* [Input]:

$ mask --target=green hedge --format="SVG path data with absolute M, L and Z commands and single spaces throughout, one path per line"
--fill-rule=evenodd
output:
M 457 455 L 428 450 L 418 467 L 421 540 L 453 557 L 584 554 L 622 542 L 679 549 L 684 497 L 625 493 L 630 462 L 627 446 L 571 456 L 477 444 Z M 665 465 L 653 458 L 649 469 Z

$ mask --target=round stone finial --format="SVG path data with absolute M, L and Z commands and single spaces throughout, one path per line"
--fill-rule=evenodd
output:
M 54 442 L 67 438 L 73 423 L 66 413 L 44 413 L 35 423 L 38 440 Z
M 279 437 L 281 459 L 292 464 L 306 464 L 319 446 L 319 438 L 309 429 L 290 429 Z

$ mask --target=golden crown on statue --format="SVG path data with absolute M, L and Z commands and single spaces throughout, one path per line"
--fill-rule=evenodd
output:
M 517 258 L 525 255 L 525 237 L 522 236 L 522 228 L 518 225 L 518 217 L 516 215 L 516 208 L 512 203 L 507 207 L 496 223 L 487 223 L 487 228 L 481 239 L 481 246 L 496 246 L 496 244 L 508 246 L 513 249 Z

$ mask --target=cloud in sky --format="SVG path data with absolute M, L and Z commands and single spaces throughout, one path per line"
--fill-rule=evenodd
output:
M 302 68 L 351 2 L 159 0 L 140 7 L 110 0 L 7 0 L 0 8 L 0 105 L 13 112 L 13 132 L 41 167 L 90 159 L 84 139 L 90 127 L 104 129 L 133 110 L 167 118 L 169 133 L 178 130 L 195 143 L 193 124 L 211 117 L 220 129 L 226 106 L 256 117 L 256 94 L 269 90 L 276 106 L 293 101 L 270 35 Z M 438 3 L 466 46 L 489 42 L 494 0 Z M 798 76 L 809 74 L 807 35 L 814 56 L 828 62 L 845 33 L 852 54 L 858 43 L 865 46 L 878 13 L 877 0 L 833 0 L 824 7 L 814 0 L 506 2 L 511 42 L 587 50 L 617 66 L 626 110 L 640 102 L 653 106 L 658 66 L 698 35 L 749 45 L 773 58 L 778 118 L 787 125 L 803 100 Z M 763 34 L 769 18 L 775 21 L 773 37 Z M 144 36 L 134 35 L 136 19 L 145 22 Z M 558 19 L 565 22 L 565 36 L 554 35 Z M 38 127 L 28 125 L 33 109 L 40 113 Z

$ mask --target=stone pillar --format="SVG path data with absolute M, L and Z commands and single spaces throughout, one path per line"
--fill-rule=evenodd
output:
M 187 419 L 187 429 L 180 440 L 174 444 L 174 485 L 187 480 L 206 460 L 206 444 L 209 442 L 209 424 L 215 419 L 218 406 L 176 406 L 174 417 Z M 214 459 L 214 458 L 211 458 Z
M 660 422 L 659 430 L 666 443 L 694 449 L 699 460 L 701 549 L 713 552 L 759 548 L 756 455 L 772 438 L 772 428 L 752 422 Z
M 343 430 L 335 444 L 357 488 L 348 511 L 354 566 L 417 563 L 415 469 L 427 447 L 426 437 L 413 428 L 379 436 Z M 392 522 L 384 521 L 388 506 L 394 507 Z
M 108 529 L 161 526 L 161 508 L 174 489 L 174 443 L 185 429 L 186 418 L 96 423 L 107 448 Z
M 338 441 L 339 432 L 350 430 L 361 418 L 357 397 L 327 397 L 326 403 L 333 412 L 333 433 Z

* [Given exercise]: Reproduce without alteration the part of the entries that opens with the line containing "mask --target=stone pillar" and closes with the line containing "M 187 419 L", both of those lines included.

* [Correct output]:
$ mask --target=stone pillar --format="SVG path data with absolute M, L and Z commands and single spaces throughout, one path per line"
--fill-rule=evenodd
output:
M 187 419 L 187 429 L 180 440 L 174 444 L 174 485 L 187 480 L 206 460 L 206 444 L 209 442 L 209 424 L 215 419 L 218 406 L 176 406 L 174 417 Z M 214 459 L 214 458 L 211 458 Z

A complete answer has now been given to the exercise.